# start of AVAILABLE RECORDS

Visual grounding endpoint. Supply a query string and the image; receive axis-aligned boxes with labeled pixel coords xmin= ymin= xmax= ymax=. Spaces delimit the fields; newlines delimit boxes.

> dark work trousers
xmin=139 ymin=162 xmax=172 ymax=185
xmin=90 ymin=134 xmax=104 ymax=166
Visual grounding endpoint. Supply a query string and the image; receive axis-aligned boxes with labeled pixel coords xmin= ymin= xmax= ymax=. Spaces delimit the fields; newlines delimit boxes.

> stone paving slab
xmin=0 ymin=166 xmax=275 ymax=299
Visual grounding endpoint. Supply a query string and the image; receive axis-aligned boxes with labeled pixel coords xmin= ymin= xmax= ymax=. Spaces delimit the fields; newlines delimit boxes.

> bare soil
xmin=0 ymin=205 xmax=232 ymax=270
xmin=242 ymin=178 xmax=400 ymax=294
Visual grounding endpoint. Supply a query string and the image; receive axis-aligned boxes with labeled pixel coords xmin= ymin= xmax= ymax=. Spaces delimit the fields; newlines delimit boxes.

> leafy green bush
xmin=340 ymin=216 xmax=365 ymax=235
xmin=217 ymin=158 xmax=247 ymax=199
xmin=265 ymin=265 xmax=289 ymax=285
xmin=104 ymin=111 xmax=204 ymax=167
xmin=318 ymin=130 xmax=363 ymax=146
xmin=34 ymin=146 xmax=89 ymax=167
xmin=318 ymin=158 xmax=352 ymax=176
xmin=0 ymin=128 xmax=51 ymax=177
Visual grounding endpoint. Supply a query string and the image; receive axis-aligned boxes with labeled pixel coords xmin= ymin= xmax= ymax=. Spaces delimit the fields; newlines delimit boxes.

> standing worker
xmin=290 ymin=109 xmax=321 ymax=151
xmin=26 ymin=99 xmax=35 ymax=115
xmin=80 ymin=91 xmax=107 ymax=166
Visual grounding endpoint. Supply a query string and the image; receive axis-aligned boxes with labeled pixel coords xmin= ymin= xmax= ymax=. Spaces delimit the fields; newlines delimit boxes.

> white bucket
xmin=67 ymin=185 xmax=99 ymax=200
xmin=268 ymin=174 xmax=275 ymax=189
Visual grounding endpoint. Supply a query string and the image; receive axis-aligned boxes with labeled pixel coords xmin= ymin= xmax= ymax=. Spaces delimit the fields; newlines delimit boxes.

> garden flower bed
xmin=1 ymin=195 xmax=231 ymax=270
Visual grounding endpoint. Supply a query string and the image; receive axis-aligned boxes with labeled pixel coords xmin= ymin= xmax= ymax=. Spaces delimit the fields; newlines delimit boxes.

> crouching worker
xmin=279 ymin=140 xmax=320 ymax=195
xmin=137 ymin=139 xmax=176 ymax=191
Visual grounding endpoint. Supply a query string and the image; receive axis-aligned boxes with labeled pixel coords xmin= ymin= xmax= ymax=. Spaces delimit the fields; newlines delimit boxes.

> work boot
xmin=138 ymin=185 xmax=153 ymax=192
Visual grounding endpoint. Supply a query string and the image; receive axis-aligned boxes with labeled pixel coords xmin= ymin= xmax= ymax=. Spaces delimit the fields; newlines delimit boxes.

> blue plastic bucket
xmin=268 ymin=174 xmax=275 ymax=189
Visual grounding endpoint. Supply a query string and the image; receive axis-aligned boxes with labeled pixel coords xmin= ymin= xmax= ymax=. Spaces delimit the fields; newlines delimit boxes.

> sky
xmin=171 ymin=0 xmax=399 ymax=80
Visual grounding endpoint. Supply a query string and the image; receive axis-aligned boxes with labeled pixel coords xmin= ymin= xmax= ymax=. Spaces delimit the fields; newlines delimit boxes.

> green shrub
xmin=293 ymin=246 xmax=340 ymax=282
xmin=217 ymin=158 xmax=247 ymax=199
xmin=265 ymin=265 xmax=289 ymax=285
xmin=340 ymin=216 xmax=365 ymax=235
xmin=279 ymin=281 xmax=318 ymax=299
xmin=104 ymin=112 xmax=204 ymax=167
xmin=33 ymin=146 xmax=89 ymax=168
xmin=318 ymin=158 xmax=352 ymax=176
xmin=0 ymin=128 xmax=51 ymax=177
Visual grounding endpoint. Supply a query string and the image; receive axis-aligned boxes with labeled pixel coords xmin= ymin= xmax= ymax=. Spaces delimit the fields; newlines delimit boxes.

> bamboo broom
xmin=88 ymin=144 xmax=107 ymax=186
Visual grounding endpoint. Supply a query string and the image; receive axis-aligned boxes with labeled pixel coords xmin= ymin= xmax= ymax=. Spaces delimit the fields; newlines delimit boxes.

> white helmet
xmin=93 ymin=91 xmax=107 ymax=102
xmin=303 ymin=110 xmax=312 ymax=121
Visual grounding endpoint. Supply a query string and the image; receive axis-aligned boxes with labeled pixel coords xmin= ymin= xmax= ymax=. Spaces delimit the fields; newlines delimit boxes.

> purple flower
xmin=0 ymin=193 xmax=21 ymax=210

# end of AVAILABLE RECORDS

**WHAT IS NEEDED**: Copy out the entries above word for word, starting at the very first line and ending with the line that contains "xmin=90 ymin=134 xmax=104 ymax=166". Include both of those lines and nothing beyond them.

**SOLUTION**:
Visual grounding endpoint. Supply a query string and the image; receive axis-aligned boxes with labeled pixel coords xmin= ymin= xmax= ymax=. Spaces delimit the fields; newlines delimit boxes.

> dark work trousers
xmin=139 ymin=162 xmax=172 ymax=185
xmin=90 ymin=134 xmax=104 ymax=166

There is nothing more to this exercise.